> _DATASET_
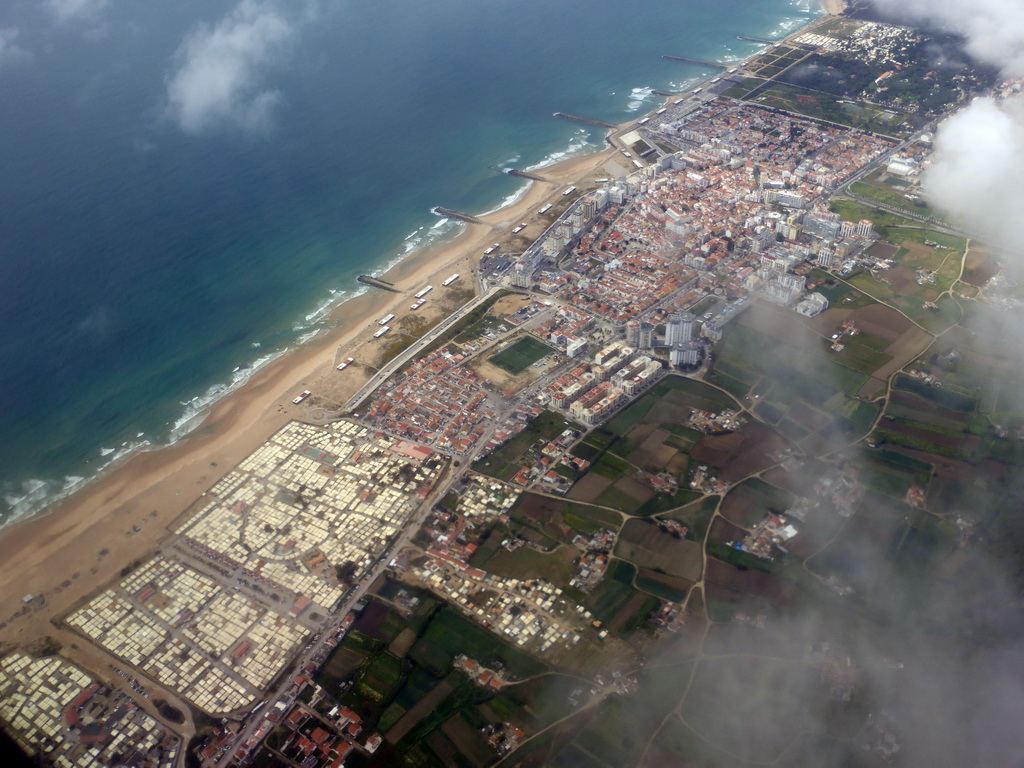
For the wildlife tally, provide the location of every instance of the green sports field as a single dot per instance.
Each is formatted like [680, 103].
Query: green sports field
[518, 356]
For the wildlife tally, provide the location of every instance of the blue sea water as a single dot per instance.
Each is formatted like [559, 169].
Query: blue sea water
[145, 267]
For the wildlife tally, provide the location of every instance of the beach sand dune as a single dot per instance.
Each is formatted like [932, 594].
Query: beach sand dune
[83, 542]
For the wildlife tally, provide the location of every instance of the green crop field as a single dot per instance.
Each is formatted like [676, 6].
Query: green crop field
[518, 356]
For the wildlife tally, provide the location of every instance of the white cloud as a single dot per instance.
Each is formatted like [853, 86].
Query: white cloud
[994, 29]
[977, 171]
[72, 10]
[218, 79]
[10, 52]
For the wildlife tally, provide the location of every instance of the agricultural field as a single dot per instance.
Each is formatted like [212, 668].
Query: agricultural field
[647, 438]
[505, 461]
[645, 545]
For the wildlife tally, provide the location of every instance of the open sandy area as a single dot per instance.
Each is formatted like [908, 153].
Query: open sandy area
[83, 542]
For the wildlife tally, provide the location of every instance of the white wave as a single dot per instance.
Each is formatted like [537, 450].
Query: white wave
[685, 85]
[580, 143]
[35, 495]
[320, 312]
[637, 97]
[510, 200]
[198, 406]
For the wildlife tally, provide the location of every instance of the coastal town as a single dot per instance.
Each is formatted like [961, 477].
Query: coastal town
[594, 455]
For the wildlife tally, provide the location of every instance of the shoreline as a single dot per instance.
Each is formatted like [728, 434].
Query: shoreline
[76, 544]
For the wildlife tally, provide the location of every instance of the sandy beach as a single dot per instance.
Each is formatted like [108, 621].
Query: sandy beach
[79, 544]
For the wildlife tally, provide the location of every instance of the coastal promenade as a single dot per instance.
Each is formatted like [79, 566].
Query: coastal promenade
[407, 354]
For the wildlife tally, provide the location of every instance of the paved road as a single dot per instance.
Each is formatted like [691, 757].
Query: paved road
[414, 349]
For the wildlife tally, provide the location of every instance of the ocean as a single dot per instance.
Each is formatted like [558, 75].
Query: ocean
[185, 187]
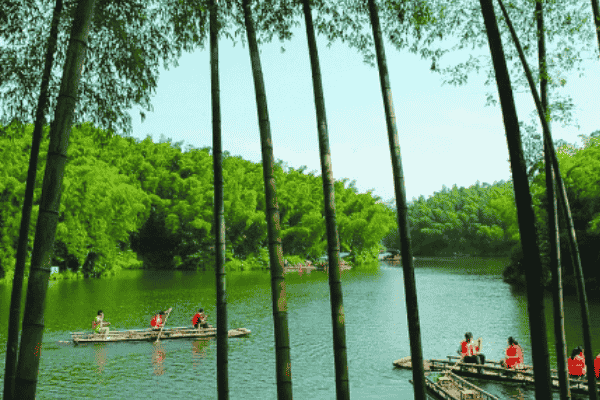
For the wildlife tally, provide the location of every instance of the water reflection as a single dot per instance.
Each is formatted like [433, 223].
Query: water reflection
[158, 357]
[101, 355]
[199, 348]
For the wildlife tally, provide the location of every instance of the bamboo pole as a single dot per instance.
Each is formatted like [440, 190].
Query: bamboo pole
[19, 273]
[553, 225]
[33, 321]
[333, 242]
[279, 301]
[596, 12]
[535, 288]
[564, 201]
[221, 290]
[410, 287]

> _WHAT IS NEEDED_
Once the pictures are set aside, restate the remaining data above exactly.

> _RESULT OF THE TASK_
For the wildlife tally, provide the location of every instance of the green sports field as a single dot per instance.
Each is formatted like [680, 103].
Query: green sports field
[518, 356]
For the wildlife tally, provide the location of every instance of the blue sea water as a single dot per instance.
Each is formatted like [559, 169].
Query: blue sea water
[145, 267]
For the wildlife tally, provide the location of every instance of the beach sand dune as a single dot per instance.
Each is formatted like [932, 594].
Query: beach sand dune
[83, 542]
For the wildlife tally, provide the location of every instance of the green crop field as a single dot per instance.
Each is formatted like [676, 6].
Query: green crop field
[518, 356]
For the wildlife tally, provide the location of every instance of the white cloud as a single dot per instance.
Each is formatted like [853, 86].
Query: white cloud
[994, 29]
[977, 171]
[72, 10]
[218, 79]
[10, 52]
For the wildlife tally, provide the location of every instance of the agricultural field as a single dot per instance.
Each is formatted like [212, 668].
Query: agricultural field
[647, 438]
[505, 461]
[645, 545]
For the wildlife tally, provide the location of every instance of the open sandy area as a single dot per instance.
Each is formatted like [908, 153].
Query: open sandy area
[83, 542]
For the wildlife tally, provide the location of every instance of the white wave as a single dot per instance.
Each is formatted like [537, 450].
Query: white wave
[685, 85]
[580, 143]
[35, 495]
[320, 312]
[637, 97]
[510, 200]
[198, 406]
For the wildlife tally, provide the location of every instance of the coastal town as a single dot per instance.
Each is formatted like [961, 477].
Query: coastal town
[594, 455]
For the wildlife tally, provide the location of every instance of the shoreline as a single dot per instance.
Each is formatted like [728, 434].
Query: shoreline
[76, 544]
For the wildlife tally, provide the location of every instance of the sandy beach as a single dot per instance.
Each is formatted like [108, 621].
Query: sandy beach
[79, 544]
For the wildlife tally, provide the location of every instance of the coastal promenade as a single dot per instance.
Each is formatted like [79, 566].
Query: coastal promenade
[407, 354]
For the wildlife tally, provide the location of every instance of the paved road as a single dot per instance.
Each is formatted like [691, 757].
Query: paved road
[414, 349]
For the wildlife tally, provide the location of every instance of the ocean as a single dot per instance.
Each is formatted like [558, 75].
Query: ocean
[185, 187]
For the wildlife tally, provide the location of every instance of the water reflection as a single dot per instance.
Each is formatted like [433, 223].
Query: water reflection
[158, 357]
[101, 355]
[199, 348]
For the wildlife tally, provide the location of every instance of the bamboo pole as a single dot per instance.
Each is formatted like [440, 190].
Query: bamboo pole
[19, 273]
[553, 225]
[33, 321]
[333, 242]
[279, 301]
[596, 12]
[535, 288]
[564, 201]
[221, 290]
[410, 287]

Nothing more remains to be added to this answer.